::: Document section :::

Zwischen Handeln und Nichthandeln: Unterlassungspraktiken in der europäischen Moderne
(Between Action and Inaction: Practices of Omission in European Modernity)

has been announced to be published by Campus in March of next year.

 

Jung Zwischen Handeln und Nichthandeln

From non-voting through consumer boycotts up to the minute of silence: in many cases it is not action, but rather its omission, which produces the most poignant social and political effects. This volume is the first systematic analysis of this hybrid phenomenon, in which activity and inactivity overlap. Building on a range of case studies from nineteenth and twentieth century Europe, the contributions explore the peculiar logic and historical impact of practices of ommission. Their analysis brings to the fore a type of social and political practice that has hitherto received scant scholarly attention. At the same time, it promises to shed new light on the structures and dynamics of modern societies, since what it means not to do something in any given context is inseparably linked to current expectations regarding ‘normal’ or ‘normative’ behavior. Thus, the conflicts and controversies surrounding moments of socio-political inactivity (be they out of lethargy, disinterest, avoidance or outright refusal) point beyond themselves to the horizon of expectations and the constraints of action in various historical constellations.

:::

**Given request A**
List every line of the records that contains the word "frame", matching case exactly.
The book announcement has no connection to the records that follow it.

::: Excerpted records :::

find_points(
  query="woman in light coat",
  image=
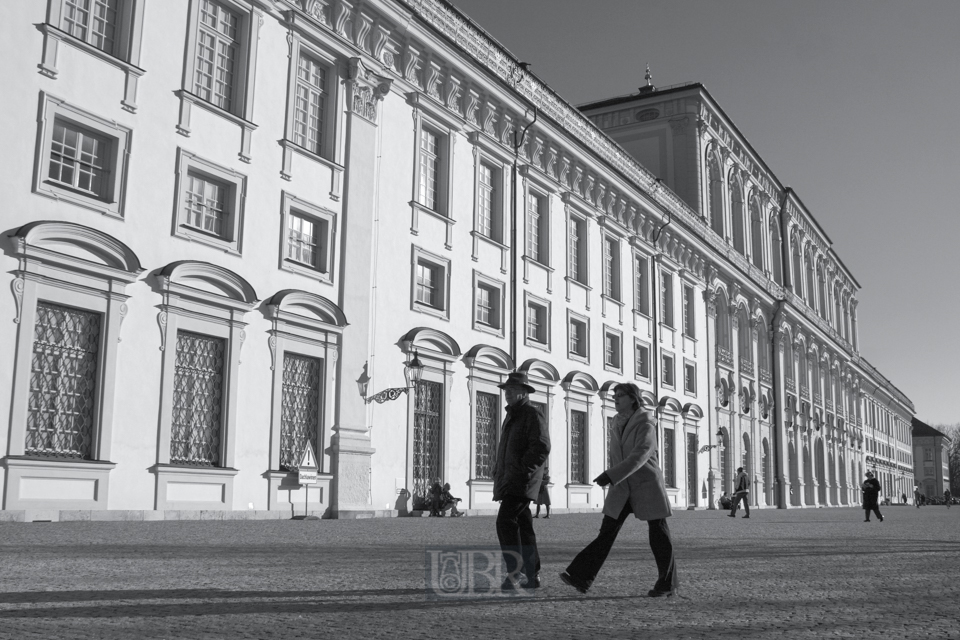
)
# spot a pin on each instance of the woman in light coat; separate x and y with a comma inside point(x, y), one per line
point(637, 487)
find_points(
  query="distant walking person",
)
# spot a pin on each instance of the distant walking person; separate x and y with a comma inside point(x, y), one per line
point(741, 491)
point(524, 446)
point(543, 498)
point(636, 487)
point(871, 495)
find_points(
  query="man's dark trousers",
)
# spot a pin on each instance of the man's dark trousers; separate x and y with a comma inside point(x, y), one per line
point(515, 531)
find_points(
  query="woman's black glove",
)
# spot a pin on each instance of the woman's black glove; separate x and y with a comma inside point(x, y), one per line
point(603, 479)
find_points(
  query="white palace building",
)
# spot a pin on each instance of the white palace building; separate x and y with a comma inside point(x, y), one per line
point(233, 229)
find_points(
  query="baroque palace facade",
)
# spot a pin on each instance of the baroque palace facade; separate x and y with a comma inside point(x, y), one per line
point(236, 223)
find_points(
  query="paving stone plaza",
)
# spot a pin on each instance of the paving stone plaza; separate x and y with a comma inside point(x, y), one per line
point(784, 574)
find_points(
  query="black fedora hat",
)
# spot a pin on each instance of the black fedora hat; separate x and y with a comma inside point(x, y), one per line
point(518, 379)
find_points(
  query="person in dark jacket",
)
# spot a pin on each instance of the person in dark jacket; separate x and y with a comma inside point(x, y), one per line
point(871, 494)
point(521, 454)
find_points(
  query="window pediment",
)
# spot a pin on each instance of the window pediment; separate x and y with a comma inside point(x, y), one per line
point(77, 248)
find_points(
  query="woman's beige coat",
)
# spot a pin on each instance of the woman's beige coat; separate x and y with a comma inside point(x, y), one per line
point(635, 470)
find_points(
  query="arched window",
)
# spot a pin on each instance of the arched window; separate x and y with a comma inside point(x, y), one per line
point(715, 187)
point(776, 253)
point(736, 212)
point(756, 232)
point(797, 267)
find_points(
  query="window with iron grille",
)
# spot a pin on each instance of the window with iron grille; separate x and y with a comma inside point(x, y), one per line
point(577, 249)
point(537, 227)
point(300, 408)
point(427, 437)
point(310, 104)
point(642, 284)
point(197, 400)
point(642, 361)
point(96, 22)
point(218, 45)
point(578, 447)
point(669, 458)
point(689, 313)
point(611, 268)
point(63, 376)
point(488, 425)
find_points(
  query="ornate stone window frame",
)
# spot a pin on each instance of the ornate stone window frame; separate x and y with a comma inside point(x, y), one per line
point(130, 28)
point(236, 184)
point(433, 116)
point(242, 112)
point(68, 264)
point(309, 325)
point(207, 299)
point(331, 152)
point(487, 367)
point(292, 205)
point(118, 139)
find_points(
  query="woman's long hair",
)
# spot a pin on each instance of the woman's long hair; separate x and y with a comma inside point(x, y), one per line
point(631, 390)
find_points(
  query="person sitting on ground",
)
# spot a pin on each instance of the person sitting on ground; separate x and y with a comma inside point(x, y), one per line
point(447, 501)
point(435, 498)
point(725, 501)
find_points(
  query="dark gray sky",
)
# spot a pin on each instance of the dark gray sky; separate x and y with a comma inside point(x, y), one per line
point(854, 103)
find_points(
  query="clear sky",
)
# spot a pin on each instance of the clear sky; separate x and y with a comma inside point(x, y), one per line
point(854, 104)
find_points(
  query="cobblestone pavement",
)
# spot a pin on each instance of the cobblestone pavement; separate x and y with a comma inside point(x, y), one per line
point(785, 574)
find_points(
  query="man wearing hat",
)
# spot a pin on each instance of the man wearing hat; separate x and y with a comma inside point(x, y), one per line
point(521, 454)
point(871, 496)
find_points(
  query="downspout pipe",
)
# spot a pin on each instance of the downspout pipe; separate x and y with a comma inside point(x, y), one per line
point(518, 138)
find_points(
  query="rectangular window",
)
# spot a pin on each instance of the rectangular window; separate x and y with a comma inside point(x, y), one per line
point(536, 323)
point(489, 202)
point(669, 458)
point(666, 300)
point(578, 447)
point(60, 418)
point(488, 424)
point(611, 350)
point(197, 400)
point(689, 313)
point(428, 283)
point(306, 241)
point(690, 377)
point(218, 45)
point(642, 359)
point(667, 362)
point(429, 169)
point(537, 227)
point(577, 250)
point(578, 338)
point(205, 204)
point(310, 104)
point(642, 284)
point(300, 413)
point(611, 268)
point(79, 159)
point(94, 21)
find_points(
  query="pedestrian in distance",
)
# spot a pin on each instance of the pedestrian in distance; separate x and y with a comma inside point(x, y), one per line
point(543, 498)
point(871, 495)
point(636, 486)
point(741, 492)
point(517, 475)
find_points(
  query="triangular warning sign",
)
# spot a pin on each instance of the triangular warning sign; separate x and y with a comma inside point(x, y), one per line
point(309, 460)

:::

**Given request B**
Continue the book announcement about practices of omission from where it stops.

**Task response A**
  query="ornate stone window frame",
# spot a pin on each instance of the ornate stone window frame; separate x and y with a comma inside point(x, y), one per line

**Task response B**
The volume encompasses ten contributions, most of which were first discussed at a workshop I organized in Freiburg in September 2017. A few were added later on, to enrich the spectrum of historical contexts and practices.

Contents

Einleitung

  • Theo Jung: Bartleby und das Unterlassen: Elemente einer historischen Praxeologie des Nicht/Handelns

I. Verzichten: Politische Teilnahmeerwartungen in der Kontroverse

  • Hedwig Richter: Das Desinteresse an politischen Wahlen: Preußen und die USA im 19. Jahrhundert
  • Wim de Jong: Partizipationsunterlassung, Antipolitik und Apathie als repertoires of democracy: Die Niederlande im europäischen Kontext (1945-1990)
  • Christian Halbrock: Nicht-Handeln und Nicht-Mitmachen: Nicht erfüllte Erwartungen und politisch abweichendes Verhalten in der DDR

II. Innehalten: Inaktivität und Vergesellschaftung

  • Yvonne Robel: Vom Appell zur Anleitung: Ratschläge zum Nichtstun seit den 1950er Jahren
  • Benjamin Möckel: Partizipationsverweigerung in der Konsumgesellschaft: Boykott und politischer Protest im 20. Jahrhundert
  • Armin Owzar: “The End of Conversation”? Prolegomena zu einer Geschichte des Schweigens in politischer Kommunikation

III. Aussetzen: Symbolische Performanzen der Unterlassung

  • Theo Jung: Ausbleibender Beifall: Akklamationsverweigerung als Modus öffentlichen Protests in Frankreich (1789-1848)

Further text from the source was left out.